→ **DOCUMENT SEGMENT**
=-=-=
This is what makes it hard to understand a man like Nicholas Cusanus.
Only real insight that age can make him comprehensible but he must be
viewed in the context of the inner spiritual development of his time.
No criticism is intended. We only want to see the external side of
this man, with the furious activity that I have described, and then
to see what was living in his soul. We simply want to place the two
aspects side by side.
We can best observe what took place in Cusanus's mind if we
study the mood he was in while returning from a mission to
Constantinople
[ 12 ]
on the behalf of the Holy See. His task was to work
for the reconciliation of the Western and Eastern churches. On his
return voyage, when he was on the ship and looking at the stars,
there arose in him the fundamental thought, the basic feeling,
incorporated in the book that he published in 1440 under the title
De Docta Ignorantia (On Learned Ignorance).
[ 13 ]
What is the mood of this book? Cardinal Cusanus had, of course, long
since absorbed all the spiritual knowledge current in the Middle
Ages. He was well versed also in what the medieval schools of
Neo-Platonism and Neo-Aristotelianism had attained. He was also quite
familiar with the way Thomas Aquinas had spoken of the spiritual
worlds as though it were the most normal thing for human concepts to
rise from sense perception to spirit perception. In addition to his
mastery of medieval theology, he had a thorough knowledge of the
mathematical conceptions accessible to men of that time. He was an
exceptionally good mathematician. His soul, therefore, was filled on
the one side with the desire to rise through theological concepts to
the world of spirit that reveals itself to man as the divine and, on
the other side, with all the inner discipline, rigor and confidence
that come to a man who immerses himself in mathematics. Thus he was
both a fervent and an accurate thinker.
=-=-=
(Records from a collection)
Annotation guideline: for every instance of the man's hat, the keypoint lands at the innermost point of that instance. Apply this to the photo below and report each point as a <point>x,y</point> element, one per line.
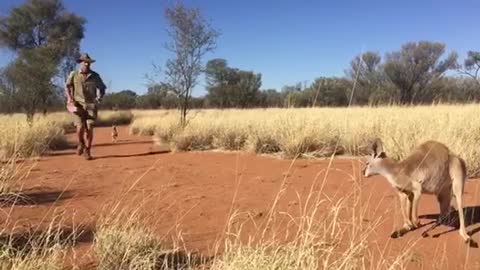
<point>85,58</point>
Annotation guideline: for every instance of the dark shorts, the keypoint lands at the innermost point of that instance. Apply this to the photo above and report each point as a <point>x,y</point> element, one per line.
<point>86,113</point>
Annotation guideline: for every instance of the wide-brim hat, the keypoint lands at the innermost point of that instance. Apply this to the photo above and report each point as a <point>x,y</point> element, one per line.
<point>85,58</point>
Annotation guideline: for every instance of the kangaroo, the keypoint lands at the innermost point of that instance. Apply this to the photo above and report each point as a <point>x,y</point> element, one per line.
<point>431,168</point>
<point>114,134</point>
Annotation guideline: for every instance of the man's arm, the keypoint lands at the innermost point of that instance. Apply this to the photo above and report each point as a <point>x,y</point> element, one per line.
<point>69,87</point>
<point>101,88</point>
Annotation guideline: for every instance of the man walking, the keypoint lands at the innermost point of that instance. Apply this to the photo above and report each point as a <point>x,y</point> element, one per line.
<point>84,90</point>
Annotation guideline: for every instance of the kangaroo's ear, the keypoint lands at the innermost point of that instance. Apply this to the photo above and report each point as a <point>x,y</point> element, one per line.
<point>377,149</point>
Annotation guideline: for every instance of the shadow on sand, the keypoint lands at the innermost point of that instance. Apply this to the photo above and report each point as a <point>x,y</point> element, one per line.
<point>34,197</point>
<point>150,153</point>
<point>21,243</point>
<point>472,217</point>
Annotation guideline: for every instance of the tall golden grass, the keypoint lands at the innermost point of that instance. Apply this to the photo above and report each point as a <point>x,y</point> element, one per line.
=-=-=
→ **DO THIS**
Write out the passage about Nicholas Cusanus above again in full, word for word.

→ **ANSWER BELOW**
This is what makes it hard to understand a man like Nicholas Cusanus.
Only real insight that age can make him comprehensible but he must be
viewed in the context of the inner spiritual development of his time.
No criticism is intended. We only want to see the external side of
this man, with the furious activity that I have described, and then
to see what was living in his soul. We simply want to place the two
aspects side by side.
We can best observe what took place in Cusanus's mind if we
study the mood he was in while returning from a mission to
Constantinople
[ 12 ]
on the behalf of the Holy See. His task was to work
for the reconciliation of the Western and Eastern churches. On his
return voyage, when he was on the ship and looking at the stars,
there arose in him the fundamental thought, the basic feeling,
incorporated in the book that he published in 1440 under the title
De Docta Ignorantia (On Learned Ignorance).
[ 13 ]
What is the mood of this book? Cardinal Cusanus had, of course, long
since absorbed all the spiritual knowledge current in the Middle
Ages. He was well versed also in what the medieval schools of
Neo-Platonism and Neo-Aristotelianism had attained. He was also quite
familiar with the way Thomas Aquinas had spoken of the spiritual
worlds as though it were the most normal thing for human concepts to
rise from sense perception to spirit perception. In addition to his
mastery of medieval theology, he had a thorough knowledge of the
mathematical conceptions accessible to men of that time. He was an
exceptionally good mathematician. His soul, therefore, was filled on
the one side with the desire to rise through theological concepts to
the world of spirit that reveals itself to man as the divine and, on
the other side, with all the inner discipline, rigor and confidence
that come to a man who immerses himself in mathematics. Thus he was
both a fervent and an accurate thinker.